Below are the entries; give again exactly the lines from the one mentioning "Where can the electrical" through the one mentioning "Where can the blue", inclusive.

===== Material for the task =====

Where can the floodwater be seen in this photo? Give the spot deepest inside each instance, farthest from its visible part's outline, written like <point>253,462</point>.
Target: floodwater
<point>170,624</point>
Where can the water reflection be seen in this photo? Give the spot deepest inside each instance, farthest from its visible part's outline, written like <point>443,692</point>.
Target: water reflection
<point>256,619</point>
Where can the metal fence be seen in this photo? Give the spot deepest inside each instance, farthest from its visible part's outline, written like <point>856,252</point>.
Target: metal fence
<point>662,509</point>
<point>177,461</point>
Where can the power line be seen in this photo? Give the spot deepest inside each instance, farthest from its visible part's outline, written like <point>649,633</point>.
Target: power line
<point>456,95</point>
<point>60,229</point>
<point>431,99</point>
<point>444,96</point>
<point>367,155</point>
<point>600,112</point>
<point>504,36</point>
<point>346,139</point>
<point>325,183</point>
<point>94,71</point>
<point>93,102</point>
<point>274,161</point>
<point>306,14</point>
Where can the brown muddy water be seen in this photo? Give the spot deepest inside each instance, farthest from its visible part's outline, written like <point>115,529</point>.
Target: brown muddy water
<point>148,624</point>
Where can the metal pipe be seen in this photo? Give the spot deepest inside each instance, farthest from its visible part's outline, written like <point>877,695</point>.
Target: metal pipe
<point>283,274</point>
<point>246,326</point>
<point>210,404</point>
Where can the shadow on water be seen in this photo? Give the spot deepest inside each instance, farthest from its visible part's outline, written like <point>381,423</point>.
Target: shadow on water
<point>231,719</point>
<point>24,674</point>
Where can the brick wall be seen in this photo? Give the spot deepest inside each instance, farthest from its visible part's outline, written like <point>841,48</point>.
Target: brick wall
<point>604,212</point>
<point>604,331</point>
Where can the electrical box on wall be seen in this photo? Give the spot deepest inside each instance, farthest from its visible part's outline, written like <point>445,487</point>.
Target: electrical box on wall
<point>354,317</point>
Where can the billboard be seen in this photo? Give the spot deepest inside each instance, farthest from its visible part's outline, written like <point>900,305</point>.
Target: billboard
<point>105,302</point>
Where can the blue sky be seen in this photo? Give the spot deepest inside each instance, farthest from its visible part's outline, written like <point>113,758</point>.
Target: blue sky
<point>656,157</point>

=====

▶ Result for this task
Where can the electrical box on wall be seen in this photo? Give the spot deepest inside each instance, farthest from its visible part's outline, written like <point>445,487</point>.
Target: electrical box on wall
<point>354,317</point>
Where can the billboard be seen in this photo? Give the spot deepest inside each instance, farthest from its visible part's outline, written like <point>900,305</point>.
Target: billboard
<point>105,302</point>
Where can the blue sky be seen in this photo? Give the spot deepest inside each instance, farthest from its visible part's outline, written like <point>113,758</point>.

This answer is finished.